Data records
· · · ·
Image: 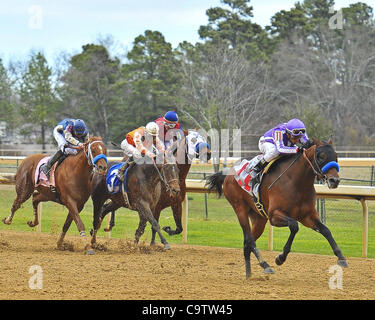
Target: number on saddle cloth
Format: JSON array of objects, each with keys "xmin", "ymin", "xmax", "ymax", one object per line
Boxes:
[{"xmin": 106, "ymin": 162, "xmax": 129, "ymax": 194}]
· · · ·
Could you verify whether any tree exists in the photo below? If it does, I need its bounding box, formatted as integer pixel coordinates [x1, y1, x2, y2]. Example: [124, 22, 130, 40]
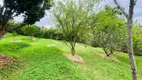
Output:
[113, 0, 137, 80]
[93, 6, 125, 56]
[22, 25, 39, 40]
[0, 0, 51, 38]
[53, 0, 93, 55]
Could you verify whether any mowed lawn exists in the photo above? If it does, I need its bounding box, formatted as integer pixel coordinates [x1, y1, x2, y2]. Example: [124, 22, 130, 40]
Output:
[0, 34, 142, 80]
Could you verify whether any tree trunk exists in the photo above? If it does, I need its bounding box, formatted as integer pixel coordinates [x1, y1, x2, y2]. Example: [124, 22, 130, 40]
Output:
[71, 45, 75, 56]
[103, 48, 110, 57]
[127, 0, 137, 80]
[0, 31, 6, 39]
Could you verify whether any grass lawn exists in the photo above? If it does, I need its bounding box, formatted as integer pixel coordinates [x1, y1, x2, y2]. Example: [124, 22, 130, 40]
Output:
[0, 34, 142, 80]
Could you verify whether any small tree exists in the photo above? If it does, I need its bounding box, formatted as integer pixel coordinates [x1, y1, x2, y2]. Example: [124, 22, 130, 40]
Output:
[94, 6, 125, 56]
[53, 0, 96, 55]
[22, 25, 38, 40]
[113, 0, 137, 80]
· · · ·
What is expected:
Copy the lines of the entries above word for word, from the line with "Could you verify whether any tree trunk" to the line with "[0, 31, 6, 39]", including both of those lines.

Solved problem:
Could you verify whether any tree trunk exists in the photo above? If it does, I need its bounding box, formatted as integer pixel coordinates [x1, y1, x2, y2]. Example: [124, 22, 130, 40]
Output:
[71, 45, 75, 56]
[103, 48, 110, 57]
[127, 0, 137, 80]
[0, 31, 6, 39]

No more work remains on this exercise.